━━━ RECORD EXCERPTS

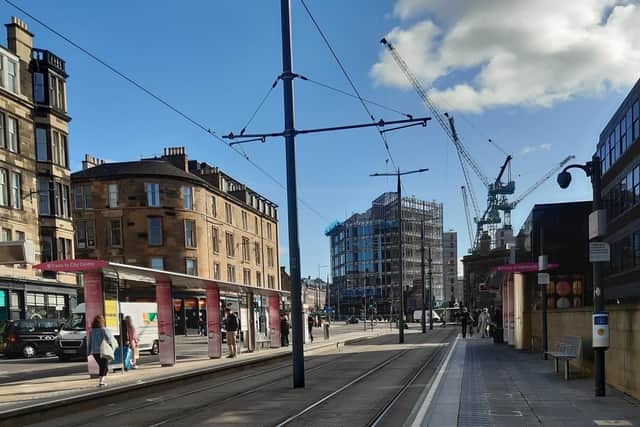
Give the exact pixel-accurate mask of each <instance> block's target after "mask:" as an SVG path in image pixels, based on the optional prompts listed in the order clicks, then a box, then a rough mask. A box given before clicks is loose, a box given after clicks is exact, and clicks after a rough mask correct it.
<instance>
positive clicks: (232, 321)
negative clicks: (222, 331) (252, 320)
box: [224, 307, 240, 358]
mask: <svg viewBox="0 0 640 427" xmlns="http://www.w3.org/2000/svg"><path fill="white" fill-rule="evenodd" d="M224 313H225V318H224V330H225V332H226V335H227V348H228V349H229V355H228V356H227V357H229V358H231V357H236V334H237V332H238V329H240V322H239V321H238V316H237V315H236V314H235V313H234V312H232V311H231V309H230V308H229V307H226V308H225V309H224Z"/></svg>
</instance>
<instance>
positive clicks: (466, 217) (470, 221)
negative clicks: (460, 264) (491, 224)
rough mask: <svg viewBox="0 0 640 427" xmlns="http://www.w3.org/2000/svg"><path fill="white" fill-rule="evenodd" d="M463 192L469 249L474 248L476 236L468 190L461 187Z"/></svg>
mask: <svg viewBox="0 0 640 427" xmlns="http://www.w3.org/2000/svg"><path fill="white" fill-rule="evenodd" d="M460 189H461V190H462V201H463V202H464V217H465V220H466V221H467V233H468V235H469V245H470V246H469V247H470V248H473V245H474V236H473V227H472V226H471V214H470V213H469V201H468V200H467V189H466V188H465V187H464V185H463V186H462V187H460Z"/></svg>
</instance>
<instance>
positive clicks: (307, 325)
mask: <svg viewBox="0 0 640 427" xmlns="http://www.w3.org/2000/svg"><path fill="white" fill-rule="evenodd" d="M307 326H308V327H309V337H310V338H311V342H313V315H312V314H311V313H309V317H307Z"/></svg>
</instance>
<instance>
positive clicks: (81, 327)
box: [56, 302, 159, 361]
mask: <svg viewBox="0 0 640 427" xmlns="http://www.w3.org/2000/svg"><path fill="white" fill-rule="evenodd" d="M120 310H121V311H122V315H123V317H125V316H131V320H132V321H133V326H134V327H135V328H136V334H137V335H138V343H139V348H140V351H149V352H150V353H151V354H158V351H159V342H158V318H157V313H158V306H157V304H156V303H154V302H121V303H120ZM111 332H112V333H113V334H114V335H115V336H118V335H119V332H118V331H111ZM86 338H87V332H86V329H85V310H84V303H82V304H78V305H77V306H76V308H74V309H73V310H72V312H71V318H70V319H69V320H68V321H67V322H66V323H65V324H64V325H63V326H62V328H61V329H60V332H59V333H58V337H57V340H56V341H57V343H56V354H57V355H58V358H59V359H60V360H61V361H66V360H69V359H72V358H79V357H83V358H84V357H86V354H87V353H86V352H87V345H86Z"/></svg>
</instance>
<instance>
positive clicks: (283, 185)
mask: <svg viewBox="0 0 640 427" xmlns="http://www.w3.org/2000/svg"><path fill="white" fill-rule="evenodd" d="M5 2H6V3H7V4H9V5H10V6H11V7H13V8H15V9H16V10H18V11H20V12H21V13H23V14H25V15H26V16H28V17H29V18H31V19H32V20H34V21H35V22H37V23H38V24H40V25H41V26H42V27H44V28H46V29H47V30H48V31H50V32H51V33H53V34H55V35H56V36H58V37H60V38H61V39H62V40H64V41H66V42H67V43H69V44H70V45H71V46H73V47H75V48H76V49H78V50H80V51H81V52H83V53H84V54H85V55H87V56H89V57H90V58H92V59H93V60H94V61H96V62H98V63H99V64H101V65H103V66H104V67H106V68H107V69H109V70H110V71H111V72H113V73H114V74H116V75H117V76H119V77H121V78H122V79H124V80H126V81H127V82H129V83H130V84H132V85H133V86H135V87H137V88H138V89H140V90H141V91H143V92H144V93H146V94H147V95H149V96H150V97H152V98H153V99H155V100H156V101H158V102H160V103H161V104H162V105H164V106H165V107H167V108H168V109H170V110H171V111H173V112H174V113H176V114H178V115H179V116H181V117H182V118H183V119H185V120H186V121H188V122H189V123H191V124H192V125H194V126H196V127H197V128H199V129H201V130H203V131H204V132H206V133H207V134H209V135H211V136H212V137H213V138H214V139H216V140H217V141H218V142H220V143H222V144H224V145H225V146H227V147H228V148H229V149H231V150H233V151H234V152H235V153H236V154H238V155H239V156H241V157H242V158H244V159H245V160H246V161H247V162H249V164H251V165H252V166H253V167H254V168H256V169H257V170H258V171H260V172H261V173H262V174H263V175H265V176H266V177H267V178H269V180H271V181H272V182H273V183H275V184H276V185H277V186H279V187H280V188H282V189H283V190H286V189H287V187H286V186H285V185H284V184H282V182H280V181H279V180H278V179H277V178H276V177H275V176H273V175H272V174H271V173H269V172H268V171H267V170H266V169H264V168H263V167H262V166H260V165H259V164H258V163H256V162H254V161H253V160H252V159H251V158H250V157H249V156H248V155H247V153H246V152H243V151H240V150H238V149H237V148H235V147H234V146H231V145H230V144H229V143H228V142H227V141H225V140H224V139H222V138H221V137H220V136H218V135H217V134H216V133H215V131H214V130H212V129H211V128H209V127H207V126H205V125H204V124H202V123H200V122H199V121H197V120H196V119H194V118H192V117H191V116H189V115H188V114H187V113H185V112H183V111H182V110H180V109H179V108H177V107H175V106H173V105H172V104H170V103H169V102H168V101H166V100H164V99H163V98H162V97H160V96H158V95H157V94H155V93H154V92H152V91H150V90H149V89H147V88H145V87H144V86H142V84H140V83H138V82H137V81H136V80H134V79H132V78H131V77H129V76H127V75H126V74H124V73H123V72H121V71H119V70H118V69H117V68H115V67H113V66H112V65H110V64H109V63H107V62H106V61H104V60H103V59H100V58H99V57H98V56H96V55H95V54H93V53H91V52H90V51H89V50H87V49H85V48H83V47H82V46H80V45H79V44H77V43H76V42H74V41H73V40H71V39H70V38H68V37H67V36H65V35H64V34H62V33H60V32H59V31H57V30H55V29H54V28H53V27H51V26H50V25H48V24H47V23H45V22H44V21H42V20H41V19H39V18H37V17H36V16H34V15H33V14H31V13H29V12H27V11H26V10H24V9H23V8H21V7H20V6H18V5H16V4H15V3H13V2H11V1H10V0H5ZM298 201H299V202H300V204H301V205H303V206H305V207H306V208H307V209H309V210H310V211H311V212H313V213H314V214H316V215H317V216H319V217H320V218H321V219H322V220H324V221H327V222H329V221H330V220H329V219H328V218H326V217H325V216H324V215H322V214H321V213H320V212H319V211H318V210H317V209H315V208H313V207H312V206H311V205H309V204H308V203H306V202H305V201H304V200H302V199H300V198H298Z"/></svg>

━━━━━━

WORK INSTRUCTION:
None of the pictures belong in the copy; repeat all other material exactly.

WRITTEN RESPONSE:
Give the exact pixel-accurate mask of each <instance> block's target after "mask:" as an SVG path in image pixels, based on the optional prompts listed in the order clicks, then a box, then a rough mask. A box given before clicks is loose, a box given after clicks is exact, and clicks after a rough mask correct it.
<instance>
positive clicks: (232, 321)
negative clicks: (222, 331) (252, 320)
box: [224, 307, 240, 358]
mask: <svg viewBox="0 0 640 427" xmlns="http://www.w3.org/2000/svg"><path fill="white" fill-rule="evenodd" d="M224 313H225V318H224V330H225V332H226V335H227V348H228V349H229V355H228V356H227V357H229V358H231V357H236V334H237V332H238V329H240V322H239V321H238V316H237V315H236V314H235V313H234V312H232V311H231V309H230V308H229V307H226V308H225V309H224Z"/></svg>
</instance>
<instance>
positive clicks: (466, 217) (470, 221)
negative clicks: (460, 264) (491, 224)
rough mask: <svg viewBox="0 0 640 427" xmlns="http://www.w3.org/2000/svg"><path fill="white" fill-rule="evenodd" d="M463 192L469 249L474 248L476 236L468 190L461 187Z"/></svg>
mask: <svg viewBox="0 0 640 427" xmlns="http://www.w3.org/2000/svg"><path fill="white" fill-rule="evenodd" d="M460 189H461V190H462V201H463V202H464V217H465V220H466V221H467V233H468V235H469V245H470V246H469V247H470V248H473V245H474V236H473V227H472V226H471V214H470V213H469V201H468V200H467V189H466V188H465V187H464V185H463V186H462V187H460Z"/></svg>
</instance>
<instance>
positive clicks: (307, 325)
mask: <svg viewBox="0 0 640 427" xmlns="http://www.w3.org/2000/svg"><path fill="white" fill-rule="evenodd" d="M307 326H308V327H309V337H310V338H311V342H313V315H312V314H311V313H309V317H307Z"/></svg>
</instance>
<instance>
positive clicks: (81, 327)
box: [56, 302, 159, 361]
mask: <svg viewBox="0 0 640 427" xmlns="http://www.w3.org/2000/svg"><path fill="white" fill-rule="evenodd" d="M120 310H121V311H122V315H123V317H125V316H131V320H132V321H133V326H134V327H135V328H136V334H137V335H138V343H139V348H140V351H149V352H150V353H151V354H158V351H159V342H158V318H157V313H158V306H157V304H156V303H154V302H121V303H120ZM111 332H112V333H113V334H114V335H115V336H118V335H119V332H118V331H111ZM86 338H87V332H86V329H85V310H84V303H82V304H78V305H77V306H76V308H74V309H73V310H72V312H71V318H70V319H69V320H68V321H67V322H66V323H65V324H64V325H63V326H62V328H61V329H60V332H59V333H58V337H57V340H56V341H57V343H56V354H57V355H58V358H59V359H60V360H61V361H66V360H69V359H72V358H79V357H83V358H84V357H86V354H87V353H86V352H87V345H86Z"/></svg>
</instance>
<instance>
positive clicks: (283, 185)
mask: <svg viewBox="0 0 640 427" xmlns="http://www.w3.org/2000/svg"><path fill="white" fill-rule="evenodd" d="M5 2H6V3H7V4H9V5H10V6H11V7H13V8H15V9H16V10H18V11H20V12H21V13H23V14H25V15H26V16H28V17H29V18H31V19H32V20H34V21H35V22H37V23H38V24H40V25H41V26H42V27H44V28H46V29H47V30H48V31H50V32H51V33H53V34H55V35H56V36H58V37H60V38H61V39H62V40H64V41H66V42H67V43H69V44H70V45H71V46H73V47H75V48H76V49H78V50H80V51H81V52H83V53H84V54H85V55H87V56H89V57H90V58H92V59H93V60H94V61H96V62H98V63H99V64H101V65H103V66H104V67H106V68H107V69H109V70H110V71H111V72H113V73H114V74H116V75H117V76H119V77H121V78H122V79H124V80H126V81H127V82H129V83H130V84H132V85H133V86H135V87H137V88H138V89H140V90H141V91H143V92H144V93H146V94H147V95H149V96H150V97H152V98H153V99H155V100H156V101H158V102H160V103H161V104H162V105H164V106H165V107H167V108H168V109H170V110H171V111H173V112H174V113H176V114H178V115H179V116H181V117H182V118H183V119H185V120H186V121H188V122H189V123H191V124H192V125H194V126H196V127H197V128H199V129H201V130H203V131H204V132H206V133H207V134H209V135H211V136H212V137H213V138H214V139H216V140H217V141H218V142H220V143H222V144H224V145H225V146H227V147H228V148H229V149H231V150H233V151H234V152H235V153H236V154H238V155H239V156H241V157H242V158H244V159H245V160H246V161H247V162H249V164H251V165H252V166H253V167H254V168H256V169H257V170H258V171H260V172H261V173H262V174H263V175H265V176H266V177H267V178H269V180H271V181H272V182H273V183H275V184H276V185H277V186H279V187H280V188H282V189H283V190H286V189H287V187H286V186H285V185H284V184H282V182H280V181H279V180H278V179H277V178H276V177H275V176H273V175H272V174H271V173H269V172H268V171H267V170H266V169H264V168H263V167H262V166H260V165H259V164H258V163H256V162H254V161H253V160H252V159H251V158H250V157H249V156H248V155H247V153H246V152H243V151H240V150H238V149H237V148H235V147H234V146H231V145H230V144H229V143H228V142H227V141H225V140H224V139H222V138H221V137H220V136H218V135H217V134H216V133H215V131H214V130H212V129H211V128H209V127H207V126H205V125H204V124H202V123H200V122H199V121H197V120H196V119H194V118H192V117H191V116H189V115H188V114H187V113H185V112H183V111H182V110H180V109H179V108H177V107H175V106H173V105H172V104H170V103H169V102H168V101H166V100H164V99H163V98H162V97H160V96H158V95H157V94H155V93H154V92H152V91H150V90H149V89H147V88H145V87H144V86H142V84H140V83H138V82H137V81H136V80H134V79H132V78H131V77H129V76H127V75H126V74H124V73H123V72H121V71H119V70H118V69H117V68H115V67H113V66H112V65H110V64H109V63H107V62H106V61H104V60H103V59H100V58H99V57H98V56H96V55H95V54H93V53H91V52H90V51H89V50H87V49H85V48H83V47H82V46H80V45H79V44H77V43H76V42H74V41H73V40H71V39H70V38H68V37H67V36H65V35H64V34H62V33H60V32H59V31H57V30H55V29H54V28H53V27H51V26H50V25H48V24H47V23H45V22H44V21H42V20H41V19H39V18H37V17H36V16H34V15H33V14H31V13H29V12H27V11H26V10H24V9H23V8H21V7H20V6H18V5H16V4H15V3H13V2H11V1H10V0H5ZM298 201H299V202H300V204H301V205H303V206H305V207H306V208H307V209H309V210H310V211H311V212H313V213H314V214H316V215H317V216H319V217H320V218H321V219H322V220H324V221H327V222H329V221H330V220H329V219H328V218H326V217H325V216H324V215H322V214H321V213H320V212H319V211H318V210H317V209H315V208H313V207H312V206H311V205H309V204H308V203H306V202H305V201H304V200H302V199H300V198H298Z"/></svg>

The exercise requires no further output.